Required task A -> In the post comparing the electrical and digital revolutions, in what year did GE and Westinghouse pool their patents?
Required task B -> Can you turn the paragraph beginning "The electrical system was deployed" in the post comparing the electrical and digital revolutions into a short list that keeps its main facts?
Required task C -> Pick up the post comparing the electrical and digital revolutions from the point where it stops.

Showing posts with label horizontal integration. Show all posts
Showing posts with label horizontal integration. Show all posts

November 21, 2025

Comparing the Electrical and Digital Revolutions

After the American Century

I was interviewed by a journalist a few days ago about the comparison between the electrical revolution between 1890-1930 with the adoption of digital technologies. This is complicated and I literally could write another book, but here are my reflections on this question.

Fireless Fireworks, Aurora Effect
Hudson-Fulton Celebration, New York City, 1909
for more information, see 
David E. Nye, American Technological Sublime, 153-165


The electrical system was deployed by equipment manufacturers beginning in the 1880s. Almost immediately came horizontal integration as many firms merged. By the middle 1890s a duopoly of GE and Westinghouse dominated the market, and they pooled their patents in 1895. Both sold equipment to  local utilities, which were gradually linked into regional systems, and later joined large scale power-sharing agreements. To some extent GE and Westinghouse owned stock in these local utilities, but they did not come to dominate that part of the industry. Rather the equipment manufacturers early became international, while the utilities were local and later regional monopolies. There was also a third tier of the industry, consisting of many small companies whose products plugged into the electrical system. There was some vertical integration between these fairly independent layers, but it was regulated by state utility boards and to some degree by the federal government. At the time, it was thought that many utilities, including those that sold gas, electricity, water, and other products delivered by networks, were "natural monopolies." It seemed to make no economic sense to build more than one set of gas lines or electrical transmission networks.

This situation only roughly corresponds with the division today where (1) some corporations produce computer chips and other vital components, (2) those who assemble components into products such as laptops, mobile phones and tablet, (3) those focused on software development as Microsoft did in its formative years, and (4) those making making printers or other peripherals (they are roughly equivalent to those who in 1925 made electrical clocks, radios, appliances, etc.)

Entries shown ->
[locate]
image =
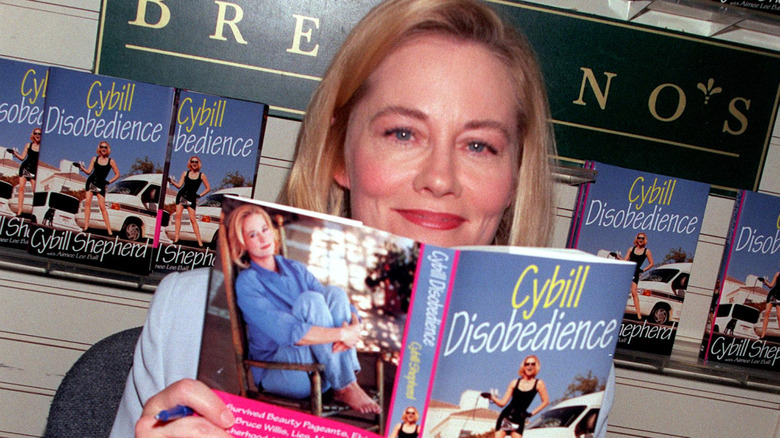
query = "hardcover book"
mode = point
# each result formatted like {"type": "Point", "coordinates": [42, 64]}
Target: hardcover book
{"type": "Point", "coordinates": [443, 333]}
{"type": "Point", "coordinates": [22, 93]}
{"type": "Point", "coordinates": [224, 136]}
{"type": "Point", "coordinates": [105, 139]}
{"type": "Point", "coordinates": [742, 328]}
{"type": "Point", "coordinates": [653, 220]}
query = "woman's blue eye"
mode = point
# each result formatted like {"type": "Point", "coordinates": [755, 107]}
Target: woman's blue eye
{"type": "Point", "coordinates": [481, 147]}
{"type": "Point", "coordinates": [400, 134]}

Final result A -> 1895

Final result B ->
- Equipment manufacturers began deploying the electrical system in the 1880s, and many firms soon merged (horizontal integration).
- By the mid-1890s, GE and Westinghouse formed a dominant duopoly and pooled their patents in 1895.
- Both sold equipment to local utilities, which were gradually linked into regional systems and later into large-scale power-sharing agreements.
- GE and Westinghouse owned some utility stock but did not dominate that part of the industry. The manufacturers became international early, while the utilities were local and later regional monopolies.
- A third tier consisted of many small companies whose products plugged into the electrical system.
- Some vertical integration existed among these fairly independent layers, regulated by state utility boards and to some degree by the federal government.
- Utilities delivered by networks, such as gas, electricity and water, were then considered "natural monopolies," since building more than one set of lines seemed to make no economic sense.

Final result C ->
How do these two systems differ?

(1) Today, there is less government regulation, which also declined as a part of the electrical system after c. 1980.  The old utilities were governed by state boards that oversaw pricing of electricity and had some influence on the structure of competition. 

(2) There is less horizontal integration and more vertical integration. Apple is a prime example. It designs its own chips, produces hardware, and the software for its operating system, and also chooses which software products can be purchased through its online store. Google takes a somewhat different approach, as it does not make computers, but it has created a mobile phone standard, etc.  Microsoft at first focused on software but later realized it might best sell computers and tablets.  There is some interoperability, notably in email, but to a considerable degree each corporation attempts to create a suite of software and services that can capture and hold the attention of users. Facebook is attempting to market a digital world of its own, the Metaverse, which is intended to be a 3D virtual world where users will work, socialize and be entertained.  Google has an expanding range of apps designed to serve every need, whether to work, play, or explore. Note that each corporation seeks to become all encompassing, and each one is independent. The consumer can leave one and go to another, but it is not possible to integrate them. The horizonal integration is quite limited.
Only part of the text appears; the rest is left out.